→ Aim of the exercise
Copy the part of the text on allosteric communication in the heterodimer from "Two-dimensional energy landscapes" to "Ω-loop and vice-versa.", word for word.
--- Source document Enclosed Below ---
Remarkably, strongly correlated regions such as the Ω-regions and PPARγ-DBD/CTE are not spatially proximal, hinting at how complex is the mechanism by which allosteric information travels along the heterodimer. Moreover, in the space between such highly correlated regions lies the folded core of the complex, formed by minimally frustrated residues. While highly frustrated residues display unfavorable contacts that allow for large amplitude motions without significant energy cost, minimally frustrated residues are so comfortably placed that even small scale motions are energetically expensive13. Therefore, it would be naïve to assume that communication between distant and flexible regions occurs by a single (or even a few) allosteric pathway, which would require large-scale motions in the minimally frustrated core. Instead, we propose that communication between largely flexible regions must arise as a cooperative effect emerging from an extensive and complex network of small/medium amplitude motions throughout the structure.

This is equivalent to saying that the system’s conformational energy landscape has been shaped to have multidimensional canyons as shown in Fig. 10. Therefore, some of the highly frustrated regions in the complex appear to have evolved to display interdependent motions, as previously proposed by Ferreira et al.57. Considering the large number of global conformations that would be available if the motions of two highly frustrated regions were completely independent of each other, such canyon-like topography might have evolved to restrict unproductive combinations of local conformations and, thus, accelerate transitions between functionally active states in proteins and other macromolecules.

Figure 10
figure 10

Two-dimensional energy landscapes corresponding to the dynamics of the two Ω-regions projected along their principal modes of motion (PC1).

Flexible regions such as the Ω-loops correspond to flat areas in one-dimensional landscapes (top panels) that combine to form multidimensional canyons (bottom panels). Such canyon topography means that the conformation adopted by the RXRα Ω-loop restricts the range of conformations that can be adopted by the PPARγ Ω-loop and vice-versa.

We also found that polar amino acids have a more prominent role in the correlation network than would be expected from their frequency in the primary structure, thus suggesting the existence of preferential allosteric pathways by means of electrostatic interactions. This is particularly true for arginines, which is consistent with their recently described role as the most effective heat diffusers in PPARγ and in other proteins58. Weighted protein-network analysis also revealed that while internal correlations tend to be distributed in several degenerated pathways, they funnel down into key electrostatic and polar interactions when it comes to inter-domain communication.
--- End of Enclosed Source document ---
--- Material supplied Enclosed Below ---
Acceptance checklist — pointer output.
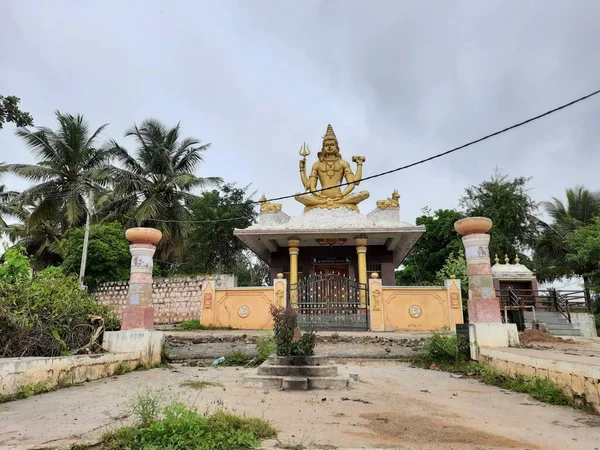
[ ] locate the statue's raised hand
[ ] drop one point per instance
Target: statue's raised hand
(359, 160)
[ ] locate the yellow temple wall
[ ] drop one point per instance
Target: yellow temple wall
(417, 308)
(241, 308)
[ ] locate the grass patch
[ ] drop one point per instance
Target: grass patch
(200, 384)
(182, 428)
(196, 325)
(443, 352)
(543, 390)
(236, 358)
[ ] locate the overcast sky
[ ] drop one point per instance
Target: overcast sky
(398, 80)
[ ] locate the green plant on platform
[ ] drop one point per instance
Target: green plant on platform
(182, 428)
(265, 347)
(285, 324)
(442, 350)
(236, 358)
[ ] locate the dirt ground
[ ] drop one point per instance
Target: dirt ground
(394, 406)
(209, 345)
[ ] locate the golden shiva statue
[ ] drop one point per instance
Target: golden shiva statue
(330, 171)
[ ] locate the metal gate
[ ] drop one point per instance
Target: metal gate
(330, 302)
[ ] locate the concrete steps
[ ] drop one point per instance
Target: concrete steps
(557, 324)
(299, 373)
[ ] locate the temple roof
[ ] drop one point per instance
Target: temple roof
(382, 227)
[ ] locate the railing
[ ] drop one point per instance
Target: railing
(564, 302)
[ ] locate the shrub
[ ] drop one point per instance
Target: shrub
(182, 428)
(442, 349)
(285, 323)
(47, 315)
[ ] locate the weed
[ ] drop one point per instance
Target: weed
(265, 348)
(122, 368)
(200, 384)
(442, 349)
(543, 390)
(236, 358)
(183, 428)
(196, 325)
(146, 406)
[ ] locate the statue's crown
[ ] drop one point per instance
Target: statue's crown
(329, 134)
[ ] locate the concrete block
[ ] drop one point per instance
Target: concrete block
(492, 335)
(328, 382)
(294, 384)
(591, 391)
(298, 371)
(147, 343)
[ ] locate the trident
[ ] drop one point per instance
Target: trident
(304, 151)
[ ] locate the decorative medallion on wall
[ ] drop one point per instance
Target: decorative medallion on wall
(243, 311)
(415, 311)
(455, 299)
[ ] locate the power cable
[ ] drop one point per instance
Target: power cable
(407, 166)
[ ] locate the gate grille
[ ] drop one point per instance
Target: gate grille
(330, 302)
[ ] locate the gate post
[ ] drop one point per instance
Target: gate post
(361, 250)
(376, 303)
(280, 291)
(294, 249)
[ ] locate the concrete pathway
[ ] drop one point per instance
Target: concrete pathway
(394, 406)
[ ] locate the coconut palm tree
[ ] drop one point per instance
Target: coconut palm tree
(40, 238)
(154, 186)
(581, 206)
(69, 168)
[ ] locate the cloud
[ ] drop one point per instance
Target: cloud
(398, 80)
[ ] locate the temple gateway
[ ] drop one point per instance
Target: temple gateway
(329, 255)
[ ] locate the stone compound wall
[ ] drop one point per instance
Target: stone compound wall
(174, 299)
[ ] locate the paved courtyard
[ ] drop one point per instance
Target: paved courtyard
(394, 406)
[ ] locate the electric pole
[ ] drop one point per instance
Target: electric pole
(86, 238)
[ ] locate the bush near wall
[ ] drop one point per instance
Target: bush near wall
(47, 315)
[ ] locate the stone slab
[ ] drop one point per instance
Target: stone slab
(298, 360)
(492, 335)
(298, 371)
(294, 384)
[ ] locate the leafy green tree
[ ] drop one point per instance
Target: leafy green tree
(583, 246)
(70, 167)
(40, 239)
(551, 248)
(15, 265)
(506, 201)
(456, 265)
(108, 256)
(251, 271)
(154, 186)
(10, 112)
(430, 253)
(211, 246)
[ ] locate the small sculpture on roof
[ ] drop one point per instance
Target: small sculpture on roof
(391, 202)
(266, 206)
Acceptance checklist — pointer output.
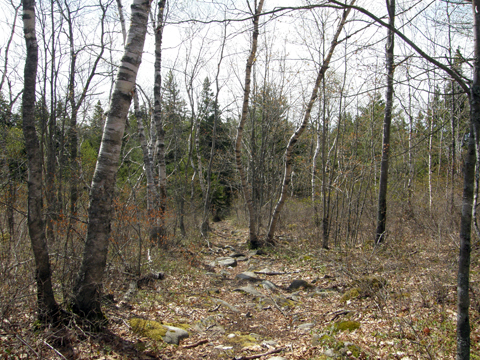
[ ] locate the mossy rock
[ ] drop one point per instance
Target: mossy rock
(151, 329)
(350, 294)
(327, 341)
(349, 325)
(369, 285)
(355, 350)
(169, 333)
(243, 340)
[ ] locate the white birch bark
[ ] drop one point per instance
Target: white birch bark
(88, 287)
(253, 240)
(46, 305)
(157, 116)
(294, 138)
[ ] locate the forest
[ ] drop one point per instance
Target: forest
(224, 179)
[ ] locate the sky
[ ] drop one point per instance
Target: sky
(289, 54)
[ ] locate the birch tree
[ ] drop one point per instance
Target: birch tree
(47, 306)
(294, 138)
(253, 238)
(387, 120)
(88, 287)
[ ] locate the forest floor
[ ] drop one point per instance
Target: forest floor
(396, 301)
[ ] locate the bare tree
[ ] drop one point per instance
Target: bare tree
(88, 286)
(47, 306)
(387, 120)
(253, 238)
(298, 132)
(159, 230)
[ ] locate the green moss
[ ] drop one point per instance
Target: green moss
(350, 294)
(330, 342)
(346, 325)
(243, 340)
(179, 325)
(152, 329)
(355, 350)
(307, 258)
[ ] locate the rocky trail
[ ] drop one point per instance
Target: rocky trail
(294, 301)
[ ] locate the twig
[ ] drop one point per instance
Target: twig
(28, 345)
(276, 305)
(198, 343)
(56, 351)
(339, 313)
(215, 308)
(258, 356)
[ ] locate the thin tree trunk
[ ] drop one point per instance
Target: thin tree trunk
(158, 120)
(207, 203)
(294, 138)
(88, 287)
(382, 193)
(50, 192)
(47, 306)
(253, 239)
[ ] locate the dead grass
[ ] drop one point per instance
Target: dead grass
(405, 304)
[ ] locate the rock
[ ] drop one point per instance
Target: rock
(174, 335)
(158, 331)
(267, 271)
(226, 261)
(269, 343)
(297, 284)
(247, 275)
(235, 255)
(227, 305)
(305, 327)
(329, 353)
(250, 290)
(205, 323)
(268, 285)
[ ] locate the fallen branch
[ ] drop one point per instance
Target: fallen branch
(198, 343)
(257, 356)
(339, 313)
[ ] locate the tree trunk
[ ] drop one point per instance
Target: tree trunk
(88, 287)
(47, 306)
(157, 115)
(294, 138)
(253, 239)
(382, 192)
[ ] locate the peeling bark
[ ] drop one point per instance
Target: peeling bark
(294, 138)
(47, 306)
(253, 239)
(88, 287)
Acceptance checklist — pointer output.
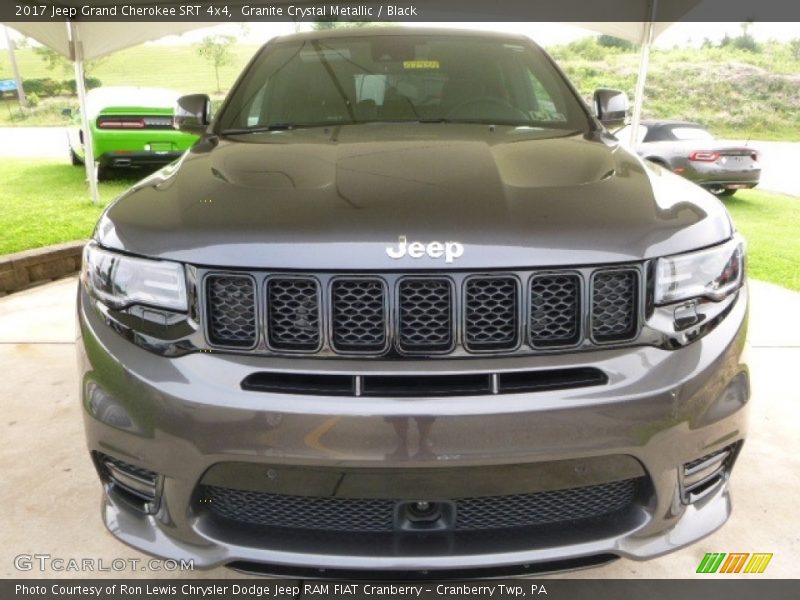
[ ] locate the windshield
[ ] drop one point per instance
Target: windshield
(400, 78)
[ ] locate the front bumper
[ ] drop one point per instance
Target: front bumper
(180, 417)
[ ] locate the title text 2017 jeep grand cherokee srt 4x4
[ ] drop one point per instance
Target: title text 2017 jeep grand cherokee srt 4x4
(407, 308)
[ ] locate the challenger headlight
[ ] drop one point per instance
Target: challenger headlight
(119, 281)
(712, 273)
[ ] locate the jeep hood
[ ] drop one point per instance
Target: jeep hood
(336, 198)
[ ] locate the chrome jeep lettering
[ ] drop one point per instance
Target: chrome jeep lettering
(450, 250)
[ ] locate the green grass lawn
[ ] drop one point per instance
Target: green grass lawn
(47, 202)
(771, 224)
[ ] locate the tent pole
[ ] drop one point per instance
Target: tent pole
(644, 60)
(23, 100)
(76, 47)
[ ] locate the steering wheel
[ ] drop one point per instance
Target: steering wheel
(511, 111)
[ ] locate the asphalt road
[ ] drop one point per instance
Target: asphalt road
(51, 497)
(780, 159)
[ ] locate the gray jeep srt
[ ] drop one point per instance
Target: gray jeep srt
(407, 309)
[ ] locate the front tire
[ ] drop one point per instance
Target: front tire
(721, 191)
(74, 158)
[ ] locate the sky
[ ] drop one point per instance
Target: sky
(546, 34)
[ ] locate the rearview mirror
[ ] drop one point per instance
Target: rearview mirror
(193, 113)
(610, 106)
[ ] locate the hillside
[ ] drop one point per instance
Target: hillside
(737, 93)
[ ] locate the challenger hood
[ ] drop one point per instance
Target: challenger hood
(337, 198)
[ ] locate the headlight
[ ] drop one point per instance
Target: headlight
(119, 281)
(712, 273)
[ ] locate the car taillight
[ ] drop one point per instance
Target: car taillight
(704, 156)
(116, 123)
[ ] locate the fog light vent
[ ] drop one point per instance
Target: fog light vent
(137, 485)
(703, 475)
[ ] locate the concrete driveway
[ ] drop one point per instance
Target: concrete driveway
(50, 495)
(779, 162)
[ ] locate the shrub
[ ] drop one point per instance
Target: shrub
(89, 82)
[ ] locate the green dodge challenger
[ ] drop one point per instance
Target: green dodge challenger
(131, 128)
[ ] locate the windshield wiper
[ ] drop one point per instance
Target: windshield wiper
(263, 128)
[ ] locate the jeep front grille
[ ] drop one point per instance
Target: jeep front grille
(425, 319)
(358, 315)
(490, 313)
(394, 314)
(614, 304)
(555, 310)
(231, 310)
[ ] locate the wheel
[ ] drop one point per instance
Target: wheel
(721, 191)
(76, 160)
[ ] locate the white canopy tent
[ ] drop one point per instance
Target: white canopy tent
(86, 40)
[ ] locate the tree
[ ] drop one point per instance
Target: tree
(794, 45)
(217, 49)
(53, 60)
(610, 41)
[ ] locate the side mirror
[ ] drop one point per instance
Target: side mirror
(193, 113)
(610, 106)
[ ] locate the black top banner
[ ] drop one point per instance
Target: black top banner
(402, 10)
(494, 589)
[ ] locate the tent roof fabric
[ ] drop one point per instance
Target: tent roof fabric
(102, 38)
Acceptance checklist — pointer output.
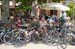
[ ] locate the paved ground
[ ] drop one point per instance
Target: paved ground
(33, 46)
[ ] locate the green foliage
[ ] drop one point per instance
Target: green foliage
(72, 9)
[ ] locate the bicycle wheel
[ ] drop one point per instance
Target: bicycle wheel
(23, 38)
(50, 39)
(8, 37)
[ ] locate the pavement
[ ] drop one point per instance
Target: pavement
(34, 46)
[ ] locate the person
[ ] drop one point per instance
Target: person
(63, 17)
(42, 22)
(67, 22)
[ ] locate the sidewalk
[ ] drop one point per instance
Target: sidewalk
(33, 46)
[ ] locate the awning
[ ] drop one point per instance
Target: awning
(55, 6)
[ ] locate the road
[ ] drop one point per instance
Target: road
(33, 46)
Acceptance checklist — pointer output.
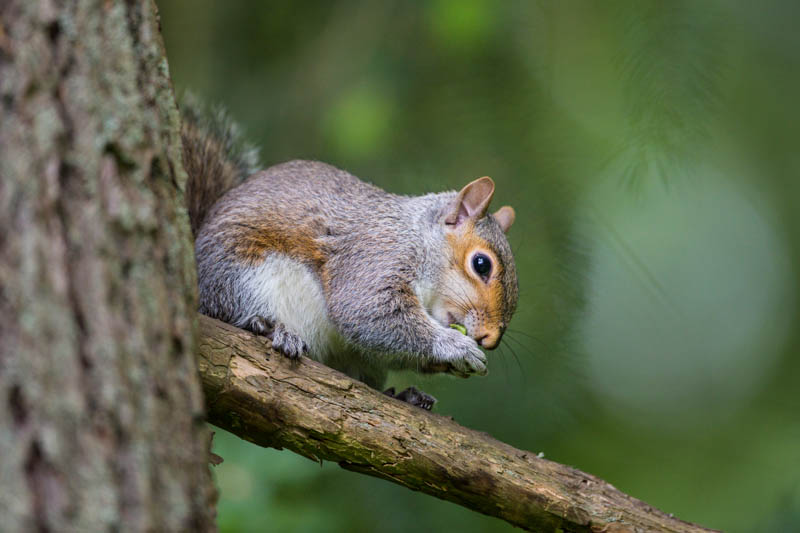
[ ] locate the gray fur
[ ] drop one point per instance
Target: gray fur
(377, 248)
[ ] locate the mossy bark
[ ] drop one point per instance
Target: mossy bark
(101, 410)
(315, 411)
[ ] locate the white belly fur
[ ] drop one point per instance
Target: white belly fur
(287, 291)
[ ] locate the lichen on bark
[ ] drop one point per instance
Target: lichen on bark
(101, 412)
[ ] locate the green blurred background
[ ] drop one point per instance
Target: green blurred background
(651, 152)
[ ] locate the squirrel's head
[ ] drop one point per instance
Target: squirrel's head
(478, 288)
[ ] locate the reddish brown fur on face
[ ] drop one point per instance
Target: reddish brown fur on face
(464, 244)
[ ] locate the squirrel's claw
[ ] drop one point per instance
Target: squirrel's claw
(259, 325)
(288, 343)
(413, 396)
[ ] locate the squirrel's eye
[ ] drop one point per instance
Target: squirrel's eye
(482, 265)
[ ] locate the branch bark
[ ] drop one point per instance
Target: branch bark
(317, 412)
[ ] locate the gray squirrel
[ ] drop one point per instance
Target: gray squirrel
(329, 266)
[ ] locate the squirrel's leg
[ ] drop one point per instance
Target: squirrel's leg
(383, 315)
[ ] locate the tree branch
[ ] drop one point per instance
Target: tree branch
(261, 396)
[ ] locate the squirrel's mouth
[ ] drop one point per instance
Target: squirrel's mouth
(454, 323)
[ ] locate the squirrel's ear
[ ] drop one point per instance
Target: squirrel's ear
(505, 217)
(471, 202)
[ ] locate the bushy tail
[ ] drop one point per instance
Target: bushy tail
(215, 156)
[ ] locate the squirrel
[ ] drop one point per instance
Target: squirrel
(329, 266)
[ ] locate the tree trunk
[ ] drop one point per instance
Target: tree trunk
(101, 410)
--- End of Enclosed Material supplied ---
→ Result of the task
Two-dimensional energy landscapes corresponding to the dynamics of the two Ω-regions projected along their principal modes of motion (PC1).

Flexible regions such as the Ω-loops correspond to flat areas in one-dimensional landscapes (top panels) that combine to form multidimensional canyons (bottom panels). Such canyon topography means that the conformation adopted by the RXRα Ω-loop restricts the range of conformations that can be adopted by the PPARγ Ω-loop and vice-versa.